### To do
Pictures aside, reproduce exactly and only the lines from the one containing "Query: black top" through the end of the records.

[[ Data, beginning ]]

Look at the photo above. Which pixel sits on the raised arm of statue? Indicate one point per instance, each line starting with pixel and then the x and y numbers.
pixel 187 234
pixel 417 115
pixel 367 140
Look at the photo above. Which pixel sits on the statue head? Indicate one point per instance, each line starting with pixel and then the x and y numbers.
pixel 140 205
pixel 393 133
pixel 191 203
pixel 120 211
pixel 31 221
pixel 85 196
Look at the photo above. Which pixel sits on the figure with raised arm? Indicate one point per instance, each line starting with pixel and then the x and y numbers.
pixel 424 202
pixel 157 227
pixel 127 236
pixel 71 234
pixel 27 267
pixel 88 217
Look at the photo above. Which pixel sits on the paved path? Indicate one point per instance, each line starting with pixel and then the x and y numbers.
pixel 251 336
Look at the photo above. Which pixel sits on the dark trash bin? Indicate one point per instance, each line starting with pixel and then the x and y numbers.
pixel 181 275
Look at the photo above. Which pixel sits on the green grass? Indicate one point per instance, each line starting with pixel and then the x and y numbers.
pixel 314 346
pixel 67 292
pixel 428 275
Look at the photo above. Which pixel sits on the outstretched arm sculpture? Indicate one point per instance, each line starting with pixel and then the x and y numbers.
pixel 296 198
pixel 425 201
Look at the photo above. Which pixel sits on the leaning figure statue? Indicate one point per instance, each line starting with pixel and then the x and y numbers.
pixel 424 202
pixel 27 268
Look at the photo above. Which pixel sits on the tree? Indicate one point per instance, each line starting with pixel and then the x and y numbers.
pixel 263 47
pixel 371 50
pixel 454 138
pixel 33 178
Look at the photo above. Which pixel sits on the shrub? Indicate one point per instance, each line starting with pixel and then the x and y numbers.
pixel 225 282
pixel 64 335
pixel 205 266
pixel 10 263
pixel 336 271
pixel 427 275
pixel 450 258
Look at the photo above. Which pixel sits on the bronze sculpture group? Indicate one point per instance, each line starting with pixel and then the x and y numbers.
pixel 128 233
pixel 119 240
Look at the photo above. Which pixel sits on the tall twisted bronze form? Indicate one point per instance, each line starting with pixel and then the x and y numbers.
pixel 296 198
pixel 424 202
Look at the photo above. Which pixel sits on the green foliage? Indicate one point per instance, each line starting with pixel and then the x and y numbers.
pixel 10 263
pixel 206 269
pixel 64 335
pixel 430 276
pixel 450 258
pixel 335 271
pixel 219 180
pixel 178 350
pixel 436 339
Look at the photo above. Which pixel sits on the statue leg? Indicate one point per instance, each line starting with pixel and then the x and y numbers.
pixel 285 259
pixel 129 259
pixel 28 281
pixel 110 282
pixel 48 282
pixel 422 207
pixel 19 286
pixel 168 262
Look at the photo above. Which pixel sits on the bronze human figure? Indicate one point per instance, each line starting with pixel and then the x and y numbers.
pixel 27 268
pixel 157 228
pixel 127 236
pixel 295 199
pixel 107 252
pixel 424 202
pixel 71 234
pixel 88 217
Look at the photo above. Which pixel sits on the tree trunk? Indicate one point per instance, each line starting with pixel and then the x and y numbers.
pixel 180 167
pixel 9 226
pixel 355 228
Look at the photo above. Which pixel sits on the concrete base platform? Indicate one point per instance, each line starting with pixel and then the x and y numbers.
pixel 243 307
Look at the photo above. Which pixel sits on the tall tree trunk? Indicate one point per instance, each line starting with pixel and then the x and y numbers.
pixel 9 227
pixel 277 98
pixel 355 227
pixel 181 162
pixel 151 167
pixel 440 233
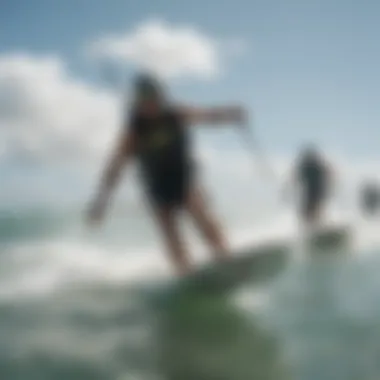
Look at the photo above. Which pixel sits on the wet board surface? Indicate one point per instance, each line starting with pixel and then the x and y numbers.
pixel 251 264
pixel 330 238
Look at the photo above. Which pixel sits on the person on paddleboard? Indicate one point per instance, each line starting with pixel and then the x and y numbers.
pixel 156 134
pixel 370 198
pixel 314 175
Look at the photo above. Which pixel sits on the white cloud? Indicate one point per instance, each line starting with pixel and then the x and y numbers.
pixel 168 50
pixel 45 113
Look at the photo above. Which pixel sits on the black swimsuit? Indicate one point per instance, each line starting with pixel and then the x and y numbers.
pixel 163 153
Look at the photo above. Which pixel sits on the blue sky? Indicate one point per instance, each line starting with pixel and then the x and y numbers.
pixel 310 70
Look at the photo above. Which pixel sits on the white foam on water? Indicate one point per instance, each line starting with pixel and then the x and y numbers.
pixel 44 267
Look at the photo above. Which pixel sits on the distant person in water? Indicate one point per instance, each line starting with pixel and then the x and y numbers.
pixel 370 198
pixel 156 133
pixel 314 176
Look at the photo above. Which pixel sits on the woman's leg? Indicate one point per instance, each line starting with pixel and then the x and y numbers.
pixel 206 223
pixel 167 221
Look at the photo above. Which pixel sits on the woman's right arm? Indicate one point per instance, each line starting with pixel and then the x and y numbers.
pixel 120 157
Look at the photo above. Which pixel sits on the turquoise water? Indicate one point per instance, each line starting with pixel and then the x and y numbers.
pixel 72 309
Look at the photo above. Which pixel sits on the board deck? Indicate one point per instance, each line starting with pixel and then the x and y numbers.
pixel 250 265
pixel 330 238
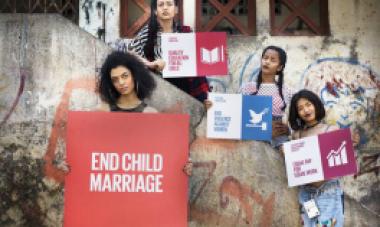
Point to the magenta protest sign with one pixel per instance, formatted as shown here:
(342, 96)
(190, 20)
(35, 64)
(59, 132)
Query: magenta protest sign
(316, 158)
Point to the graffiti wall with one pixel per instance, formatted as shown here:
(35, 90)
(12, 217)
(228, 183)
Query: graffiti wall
(48, 66)
(100, 18)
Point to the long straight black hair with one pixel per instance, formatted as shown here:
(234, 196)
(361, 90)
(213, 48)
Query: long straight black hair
(280, 81)
(153, 28)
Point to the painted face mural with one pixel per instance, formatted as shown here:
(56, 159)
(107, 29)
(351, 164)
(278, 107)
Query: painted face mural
(347, 89)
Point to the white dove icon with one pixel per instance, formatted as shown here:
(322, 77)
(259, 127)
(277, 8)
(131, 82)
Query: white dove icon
(257, 118)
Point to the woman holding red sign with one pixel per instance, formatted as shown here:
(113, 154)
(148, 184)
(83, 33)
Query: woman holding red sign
(147, 45)
(124, 83)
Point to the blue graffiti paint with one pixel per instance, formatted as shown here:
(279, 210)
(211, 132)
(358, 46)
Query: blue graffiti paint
(335, 59)
(218, 82)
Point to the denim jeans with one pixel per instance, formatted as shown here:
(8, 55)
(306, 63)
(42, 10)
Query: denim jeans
(328, 198)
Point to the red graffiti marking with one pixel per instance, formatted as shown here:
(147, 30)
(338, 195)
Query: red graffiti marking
(58, 130)
(231, 187)
(210, 166)
(23, 75)
(370, 165)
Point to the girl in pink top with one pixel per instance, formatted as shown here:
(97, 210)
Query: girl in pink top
(270, 82)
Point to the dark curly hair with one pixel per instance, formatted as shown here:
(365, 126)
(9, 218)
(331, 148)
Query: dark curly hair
(295, 120)
(141, 76)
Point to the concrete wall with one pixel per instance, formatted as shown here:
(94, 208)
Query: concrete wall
(48, 66)
(100, 18)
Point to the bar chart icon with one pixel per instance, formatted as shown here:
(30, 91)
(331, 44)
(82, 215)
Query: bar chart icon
(338, 157)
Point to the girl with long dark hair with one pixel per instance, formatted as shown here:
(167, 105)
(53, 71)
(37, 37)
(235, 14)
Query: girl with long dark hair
(270, 82)
(147, 44)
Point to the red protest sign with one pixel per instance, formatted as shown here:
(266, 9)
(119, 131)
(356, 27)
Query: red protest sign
(126, 169)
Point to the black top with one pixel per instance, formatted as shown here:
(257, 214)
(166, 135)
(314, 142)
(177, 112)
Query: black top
(138, 109)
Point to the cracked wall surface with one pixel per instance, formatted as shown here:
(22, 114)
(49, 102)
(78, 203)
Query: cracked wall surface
(48, 66)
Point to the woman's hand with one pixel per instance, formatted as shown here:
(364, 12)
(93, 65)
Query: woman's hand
(188, 168)
(279, 129)
(207, 103)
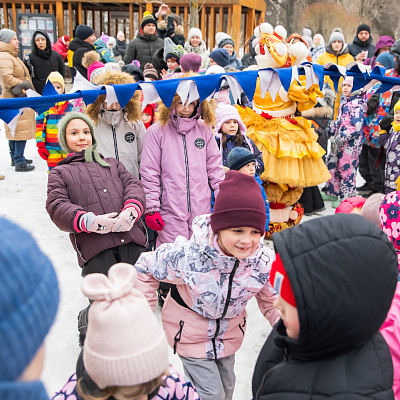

[[ Data, end ]]

### Response to the exercise
Query: black top
(138, 109)
Point to the cracked wall surface with one pixel per instance, formatted as shown here:
(22, 114)
(49, 102)
(78, 203)
Query: cracked wall surface
(48, 66)
Point to the woman's hand with one pixel per instance, formatted as shown here:
(364, 12)
(93, 65)
Query: woman's hand
(188, 168)
(279, 129)
(207, 103)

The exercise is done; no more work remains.